* **Objectifs**:
1. Pouvez-vous recopier le passage de l'article sur Marie Desmeures compris entre « La nouvelle directrice » et « génies littéraires (1/5) », ces deux extraits inclus ?
2. Quelles lignes du listing contiennent la chaîne « person » ? Extrayez-les toutes, en tenant compte de la casse.

La nouvelle directrice de la fiction française chez Denoël considère parfois les refus éditoriaux comme "le début d'une conversation". - Photo Olivier Dion
Marie Desmeures : l’ombre des génies littéraires (1/5)
Trophée de l'éditeur ou éditrice de l'année (1/5). Cette semaine, Livres Hebdo présente chaque jour un des nommés pour les Trophées de l’édition 2024 dans la catégorie éditeur ou éditrice de l’année. Aujourd’hui, Marie Desmeures, propulsée au rang de directrice littéraire de la fiction française chez Denoël, après vingt ans de découvertes littéraires pour Actes Sud.

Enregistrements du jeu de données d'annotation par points
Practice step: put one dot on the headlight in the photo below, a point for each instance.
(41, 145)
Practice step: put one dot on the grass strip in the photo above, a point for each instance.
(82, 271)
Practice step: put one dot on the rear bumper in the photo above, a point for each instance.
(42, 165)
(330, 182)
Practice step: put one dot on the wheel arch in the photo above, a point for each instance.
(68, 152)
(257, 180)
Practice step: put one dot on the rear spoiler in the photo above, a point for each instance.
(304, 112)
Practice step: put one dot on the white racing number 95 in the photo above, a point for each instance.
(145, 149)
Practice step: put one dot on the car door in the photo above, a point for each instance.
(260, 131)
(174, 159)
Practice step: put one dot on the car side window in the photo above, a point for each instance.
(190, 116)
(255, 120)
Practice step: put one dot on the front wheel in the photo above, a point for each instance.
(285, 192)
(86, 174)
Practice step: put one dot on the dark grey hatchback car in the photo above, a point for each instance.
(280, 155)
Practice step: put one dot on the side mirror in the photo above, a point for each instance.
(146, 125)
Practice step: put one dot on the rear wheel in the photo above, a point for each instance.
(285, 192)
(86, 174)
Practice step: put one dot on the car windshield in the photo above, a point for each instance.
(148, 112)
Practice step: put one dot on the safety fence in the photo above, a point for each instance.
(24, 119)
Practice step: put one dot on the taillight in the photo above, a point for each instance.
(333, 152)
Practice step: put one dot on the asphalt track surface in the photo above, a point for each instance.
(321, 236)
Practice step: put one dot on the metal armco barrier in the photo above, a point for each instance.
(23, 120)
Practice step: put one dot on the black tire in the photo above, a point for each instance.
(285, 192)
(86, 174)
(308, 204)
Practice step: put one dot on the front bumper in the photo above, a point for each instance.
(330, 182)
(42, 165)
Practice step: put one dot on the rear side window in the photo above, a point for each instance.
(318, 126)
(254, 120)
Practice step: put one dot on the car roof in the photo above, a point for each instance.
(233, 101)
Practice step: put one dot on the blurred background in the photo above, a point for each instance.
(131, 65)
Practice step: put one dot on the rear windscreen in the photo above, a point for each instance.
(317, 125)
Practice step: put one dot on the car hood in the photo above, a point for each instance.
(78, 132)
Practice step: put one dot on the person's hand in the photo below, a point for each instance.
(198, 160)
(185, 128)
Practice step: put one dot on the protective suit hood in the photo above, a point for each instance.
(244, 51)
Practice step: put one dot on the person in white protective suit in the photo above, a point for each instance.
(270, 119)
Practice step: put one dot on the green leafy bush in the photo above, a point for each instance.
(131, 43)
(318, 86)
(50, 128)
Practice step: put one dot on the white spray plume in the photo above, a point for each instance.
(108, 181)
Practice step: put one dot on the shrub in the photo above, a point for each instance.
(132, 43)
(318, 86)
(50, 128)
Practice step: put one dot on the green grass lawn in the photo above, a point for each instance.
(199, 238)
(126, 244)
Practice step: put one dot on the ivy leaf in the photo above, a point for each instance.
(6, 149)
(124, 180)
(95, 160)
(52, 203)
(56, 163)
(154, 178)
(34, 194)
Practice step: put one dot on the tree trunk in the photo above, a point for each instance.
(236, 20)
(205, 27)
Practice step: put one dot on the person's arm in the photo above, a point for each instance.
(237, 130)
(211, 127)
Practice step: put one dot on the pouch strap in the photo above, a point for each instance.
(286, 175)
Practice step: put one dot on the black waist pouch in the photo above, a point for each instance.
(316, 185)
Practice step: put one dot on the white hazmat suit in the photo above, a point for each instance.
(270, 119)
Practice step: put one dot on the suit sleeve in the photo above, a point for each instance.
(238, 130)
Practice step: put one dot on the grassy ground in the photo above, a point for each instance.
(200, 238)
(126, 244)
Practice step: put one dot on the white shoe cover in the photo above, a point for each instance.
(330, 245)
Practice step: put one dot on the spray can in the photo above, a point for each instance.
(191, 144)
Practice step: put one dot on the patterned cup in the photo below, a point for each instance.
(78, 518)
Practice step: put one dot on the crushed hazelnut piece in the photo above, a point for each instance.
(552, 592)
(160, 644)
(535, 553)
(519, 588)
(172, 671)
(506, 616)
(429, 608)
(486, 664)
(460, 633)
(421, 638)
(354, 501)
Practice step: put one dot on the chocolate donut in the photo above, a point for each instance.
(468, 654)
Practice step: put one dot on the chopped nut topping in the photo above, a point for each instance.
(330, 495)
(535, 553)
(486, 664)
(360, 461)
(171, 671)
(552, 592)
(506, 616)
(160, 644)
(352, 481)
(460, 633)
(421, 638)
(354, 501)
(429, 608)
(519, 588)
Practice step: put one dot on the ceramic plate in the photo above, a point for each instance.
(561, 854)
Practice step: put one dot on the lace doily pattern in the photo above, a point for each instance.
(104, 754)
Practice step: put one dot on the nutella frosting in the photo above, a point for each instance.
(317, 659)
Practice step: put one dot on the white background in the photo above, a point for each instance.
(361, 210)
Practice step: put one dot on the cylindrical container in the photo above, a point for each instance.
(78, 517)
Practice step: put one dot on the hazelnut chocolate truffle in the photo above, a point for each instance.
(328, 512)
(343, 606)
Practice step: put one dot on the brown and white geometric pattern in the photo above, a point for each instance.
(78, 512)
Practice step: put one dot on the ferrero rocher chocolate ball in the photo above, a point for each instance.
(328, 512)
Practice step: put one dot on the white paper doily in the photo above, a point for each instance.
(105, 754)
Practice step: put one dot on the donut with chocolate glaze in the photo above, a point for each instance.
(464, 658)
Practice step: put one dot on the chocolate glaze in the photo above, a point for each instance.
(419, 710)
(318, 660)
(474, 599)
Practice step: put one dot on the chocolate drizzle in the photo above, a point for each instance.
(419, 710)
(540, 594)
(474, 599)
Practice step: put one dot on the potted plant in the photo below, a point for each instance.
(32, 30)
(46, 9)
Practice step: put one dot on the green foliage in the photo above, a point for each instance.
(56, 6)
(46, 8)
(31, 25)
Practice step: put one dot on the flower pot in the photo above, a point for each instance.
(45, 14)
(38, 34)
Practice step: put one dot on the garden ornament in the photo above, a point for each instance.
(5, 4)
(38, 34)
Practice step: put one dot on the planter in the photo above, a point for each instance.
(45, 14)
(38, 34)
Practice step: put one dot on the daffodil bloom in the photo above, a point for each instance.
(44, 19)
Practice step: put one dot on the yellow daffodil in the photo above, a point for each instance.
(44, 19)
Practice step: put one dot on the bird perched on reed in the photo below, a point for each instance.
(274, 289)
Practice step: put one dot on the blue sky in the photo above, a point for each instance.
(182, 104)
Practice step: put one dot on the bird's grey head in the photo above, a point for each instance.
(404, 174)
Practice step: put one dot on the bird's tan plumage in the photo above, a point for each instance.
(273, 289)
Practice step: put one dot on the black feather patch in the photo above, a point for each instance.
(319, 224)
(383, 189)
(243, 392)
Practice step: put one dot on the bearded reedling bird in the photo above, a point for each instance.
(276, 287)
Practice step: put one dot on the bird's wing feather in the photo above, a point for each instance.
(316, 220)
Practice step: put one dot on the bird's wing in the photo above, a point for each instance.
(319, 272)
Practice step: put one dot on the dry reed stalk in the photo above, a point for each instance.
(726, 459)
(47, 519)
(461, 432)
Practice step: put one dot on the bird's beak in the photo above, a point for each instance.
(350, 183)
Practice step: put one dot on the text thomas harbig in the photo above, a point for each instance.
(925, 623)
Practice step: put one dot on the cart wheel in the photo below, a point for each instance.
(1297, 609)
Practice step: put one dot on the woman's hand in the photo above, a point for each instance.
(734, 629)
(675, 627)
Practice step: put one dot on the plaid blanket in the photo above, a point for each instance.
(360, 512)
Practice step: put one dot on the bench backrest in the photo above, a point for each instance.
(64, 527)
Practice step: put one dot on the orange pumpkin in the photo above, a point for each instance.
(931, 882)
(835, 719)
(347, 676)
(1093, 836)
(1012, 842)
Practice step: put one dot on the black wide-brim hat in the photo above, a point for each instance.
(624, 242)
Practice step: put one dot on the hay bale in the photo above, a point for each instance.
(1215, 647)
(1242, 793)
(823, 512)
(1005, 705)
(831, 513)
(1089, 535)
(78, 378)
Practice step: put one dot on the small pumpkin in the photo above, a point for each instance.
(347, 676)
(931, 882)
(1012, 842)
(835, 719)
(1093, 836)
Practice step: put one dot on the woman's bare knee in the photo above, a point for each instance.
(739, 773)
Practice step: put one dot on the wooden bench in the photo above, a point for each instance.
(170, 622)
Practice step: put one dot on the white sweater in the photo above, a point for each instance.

* **Réponses**:
1.
La nouvelle directrice de la fiction française chez Denoël considère parfois les refus éditoriaux comme "le début d'une conversation". - Photo Olivier Dion
Marie Desmeures : l’ombre des génies littéraires (1/5)

2.
Practice step: put one dot on the person's hand in the photo below, a point for each instance.
Practice step: put one dot on the person in white protective suit in the photo above, a point for each instance.
Practice step: put one dot on the person's arm in the photo above, a point for each instance.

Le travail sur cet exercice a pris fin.